═══ Supplied data ═══

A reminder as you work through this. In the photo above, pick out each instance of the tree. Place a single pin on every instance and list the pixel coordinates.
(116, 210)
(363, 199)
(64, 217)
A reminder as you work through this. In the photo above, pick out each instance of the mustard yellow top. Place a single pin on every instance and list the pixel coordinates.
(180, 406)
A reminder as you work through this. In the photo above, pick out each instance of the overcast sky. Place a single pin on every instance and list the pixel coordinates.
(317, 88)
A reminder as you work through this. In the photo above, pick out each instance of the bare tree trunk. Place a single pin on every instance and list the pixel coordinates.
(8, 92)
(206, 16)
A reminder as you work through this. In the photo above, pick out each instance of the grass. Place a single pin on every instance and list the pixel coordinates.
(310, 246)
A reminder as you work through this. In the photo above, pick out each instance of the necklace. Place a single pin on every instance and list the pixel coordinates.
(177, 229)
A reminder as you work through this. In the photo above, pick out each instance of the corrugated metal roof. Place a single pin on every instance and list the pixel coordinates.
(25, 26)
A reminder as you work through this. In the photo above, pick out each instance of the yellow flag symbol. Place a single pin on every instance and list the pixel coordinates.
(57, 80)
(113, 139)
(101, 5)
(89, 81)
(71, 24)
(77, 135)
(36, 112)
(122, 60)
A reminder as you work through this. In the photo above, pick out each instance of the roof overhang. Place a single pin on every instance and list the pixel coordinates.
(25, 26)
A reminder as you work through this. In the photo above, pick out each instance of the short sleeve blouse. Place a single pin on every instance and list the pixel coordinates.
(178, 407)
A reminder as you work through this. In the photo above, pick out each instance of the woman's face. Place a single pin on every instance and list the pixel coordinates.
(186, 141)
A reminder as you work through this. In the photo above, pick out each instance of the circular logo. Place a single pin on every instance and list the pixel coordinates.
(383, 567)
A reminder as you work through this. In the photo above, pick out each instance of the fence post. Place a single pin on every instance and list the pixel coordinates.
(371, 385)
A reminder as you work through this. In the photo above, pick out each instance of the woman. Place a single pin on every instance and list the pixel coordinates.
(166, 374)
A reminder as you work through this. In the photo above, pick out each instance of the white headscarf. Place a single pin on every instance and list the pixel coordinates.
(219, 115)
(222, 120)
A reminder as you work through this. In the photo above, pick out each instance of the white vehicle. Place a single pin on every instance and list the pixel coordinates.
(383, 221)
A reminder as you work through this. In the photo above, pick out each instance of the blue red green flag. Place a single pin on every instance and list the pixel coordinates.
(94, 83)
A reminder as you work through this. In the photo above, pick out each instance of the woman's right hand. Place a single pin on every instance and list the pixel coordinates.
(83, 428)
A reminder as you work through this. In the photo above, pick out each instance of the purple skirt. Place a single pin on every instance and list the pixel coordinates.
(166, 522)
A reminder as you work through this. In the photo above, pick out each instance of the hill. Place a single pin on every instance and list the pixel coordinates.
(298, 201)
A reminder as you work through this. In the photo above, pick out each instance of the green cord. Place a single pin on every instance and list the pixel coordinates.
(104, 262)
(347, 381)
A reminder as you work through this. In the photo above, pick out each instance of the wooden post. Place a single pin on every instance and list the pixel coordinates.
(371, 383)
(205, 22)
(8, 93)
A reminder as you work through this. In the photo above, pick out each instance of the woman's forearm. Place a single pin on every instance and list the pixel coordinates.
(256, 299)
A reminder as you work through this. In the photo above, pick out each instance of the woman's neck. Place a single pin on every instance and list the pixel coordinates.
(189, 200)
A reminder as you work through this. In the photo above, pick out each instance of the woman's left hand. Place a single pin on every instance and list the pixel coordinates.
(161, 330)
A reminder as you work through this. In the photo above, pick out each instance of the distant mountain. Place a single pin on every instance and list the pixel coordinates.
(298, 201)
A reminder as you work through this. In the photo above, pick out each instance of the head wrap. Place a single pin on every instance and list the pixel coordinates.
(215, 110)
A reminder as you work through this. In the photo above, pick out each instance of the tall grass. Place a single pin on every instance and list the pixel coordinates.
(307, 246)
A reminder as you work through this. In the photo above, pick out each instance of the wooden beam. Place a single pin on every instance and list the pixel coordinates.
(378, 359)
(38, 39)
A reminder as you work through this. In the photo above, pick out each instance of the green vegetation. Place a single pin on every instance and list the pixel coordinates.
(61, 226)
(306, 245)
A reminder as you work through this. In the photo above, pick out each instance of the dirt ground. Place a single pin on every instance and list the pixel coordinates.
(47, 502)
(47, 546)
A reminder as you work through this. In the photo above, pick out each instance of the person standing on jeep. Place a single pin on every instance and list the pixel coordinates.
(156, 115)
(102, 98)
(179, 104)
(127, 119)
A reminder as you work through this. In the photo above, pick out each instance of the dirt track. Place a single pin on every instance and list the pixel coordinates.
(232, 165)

═══

Stated exercise: Copy the data above exactly. Every line must be included.

Full solution:
A reminder as you work through this. In the photo above, pick out each instance of the tree. Place a single pin on every instance and list the pixel coordinates.
(116, 210)
(363, 199)
(64, 217)
A reminder as you work through this. In the photo above, pick out each instance of the mustard yellow top. Place a single pin on every instance and list the pixel coordinates.
(180, 406)
A reminder as you work through this. In the photo above, pick out each instance of the overcast sky. Place a single pin on every instance and list the pixel coordinates.
(317, 88)
A reminder as you work through this. In the photo above, pick out each instance of the bare tree trunk. Place a single pin on every instance and list the pixel coordinates.
(8, 92)
(206, 16)
A reminder as you work through this. In the photo above, pick out each instance of the grass. Place a single pin on every instance and list the pixel coordinates.
(310, 246)
A reminder as you work through this. In the photo above, pick out each instance of the necklace. Place a single pin on every instance and list the pixel coordinates.
(177, 229)
A reminder as you work through this. In the photo above, pick out each instance of the corrugated metal roof. Place a single pin on every instance and list the pixel coordinates.
(25, 26)
A reminder as you work through this. In the photo above, pick out each instance of the yellow flag symbol. Place a single pin on every instance and list the pixel coordinates.
(57, 80)
(113, 139)
(101, 5)
(89, 81)
(71, 24)
(77, 135)
(36, 112)
(122, 60)
A reminder as you work through this. In the photo above, pick out each instance of the roof overhang. Place a single pin on every instance and list the pixel coordinates.
(25, 26)
A reminder as you work through this. In the photo above, pick out each instance of the short sleeve blouse. Place a single pin on every instance and list the pixel coordinates.
(178, 407)
A reminder as you work through this. In the photo above, pick out each instance of the woman's face. Place a single pin on every instance and list the pixel coordinates.
(186, 141)
A reminder as you work through this. In the photo above, pick out each instance of the circular logo. Place a single pin on every instance and list the pixel coordinates.
(383, 567)
A reminder as you work through this. In the photo above, pick out each instance of the fence post. Place a single pin on every instance and list the pixel coordinates.
(371, 385)
A reminder as you work through this. In the photo above, pick out each instance of the woman. Place a single pin on every instance and list the pixel coordinates.
(166, 374)
A reminder as you work through this. In the photo above, pick out each instance of the white headscarf. Place a single pin on every instance and list the pixel coordinates.
(219, 115)
(222, 120)
A reminder as you work through this. In the photo above, pick out each instance of the white vehicle. Place a single pin on every instance and list the pixel coordinates.
(383, 221)
A reminder as you work through this. In the photo above, pick out each instance of the blue red green flag. Place a single pin on every instance and list the pixel coordinates.
(94, 83)
A reminder as you work through this. In the photo above, pick out each instance of the woman's right hand. Place a single pin on every instance and list the pixel coordinates.
(83, 428)
A reminder as you work through this. In the photo above, pick out each instance of the purple skirt. Place a single pin on every instance and list the pixel coordinates.
(166, 522)
A reminder as you work through this. In the photo above, pick out each instance of the hill. Place a single pin on every instance and list the pixel coordinates.
(298, 201)
A reminder as you work through this. In the photo above, pick out each instance of the green cord. Place a single pin on every instance and list the pixel coordinates.
(104, 262)
(347, 381)
A reminder as you work through this. In the photo above, pick out each instance of the wooden post. Place a single pin on every instance and list the pixel coordinates.
(371, 383)
(205, 22)
(8, 93)
A reminder as you work through this. In the photo above, pick out each instance of the woman's forearm. Place a single pin on every instance and list the pixel coordinates.
(256, 299)
A reminder as you work through this. In the photo above, pick out each instance of the woman's neck. Place a single pin on every instance and list the pixel coordinates.
(189, 200)
A reminder as you work through this. In the photo above, pick out each instance of the woman's left hand. Place a single pin on every instance and list the pixel coordinates.
(161, 330)
A reminder as you work through this. In the photo above, pick out each instance of the distant mountain. Place a single pin on every instance and list the pixel coordinates.
(298, 201)
A reminder as you work through this. In the photo above, pick out each instance of the head wrap. Place a single pin on every instance and list the pixel coordinates.
(215, 110)
A reminder as you work through this. In the photo above, pick out each instance of the tall grass. Place a single pin on every instance and list the pixel coordinates.
(307, 246)
A reminder as you work through this. In the photo above, pick out each instance of the wooden beam. Place a single pin on every instance and list the pixel coordinates.
(378, 359)
(38, 39)
A reminder as you work through this. In the photo above, pick out each instance of the green vegetation. Place a single pin on every instance and list the pixel coordinates.
(61, 226)
(306, 245)
A reminder as you work through this. In the photo above, pick out each instance of the dirt ground. Place a single pin on every instance and list the pixel coordinates.
(47, 502)
(47, 546)
A reminder as you work through this. In the photo above, pick out each instance of the person standing on jeep. Place a single pin on every instance and list the pixel coordinates.
(156, 115)
(102, 98)
(179, 104)
(127, 119)
A reminder as you work through this. In the photo above, pick out each instance of the dirt track. Place a single pin on every instance and list the pixel coordinates.
(232, 165)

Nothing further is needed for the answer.